*** Material for this exercise

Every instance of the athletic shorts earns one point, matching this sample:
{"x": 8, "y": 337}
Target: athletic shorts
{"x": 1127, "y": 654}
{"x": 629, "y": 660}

******

Instructions to follow: Each of the records is to be repeated word for word.

Solution for this exercise:
Every instance of the athletic shorts earns one point, matching this sample:
{"x": 8, "y": 337}
Target: athletic shorts
{"x": 1127, "y": 654}
{"x": 629, "y": 660}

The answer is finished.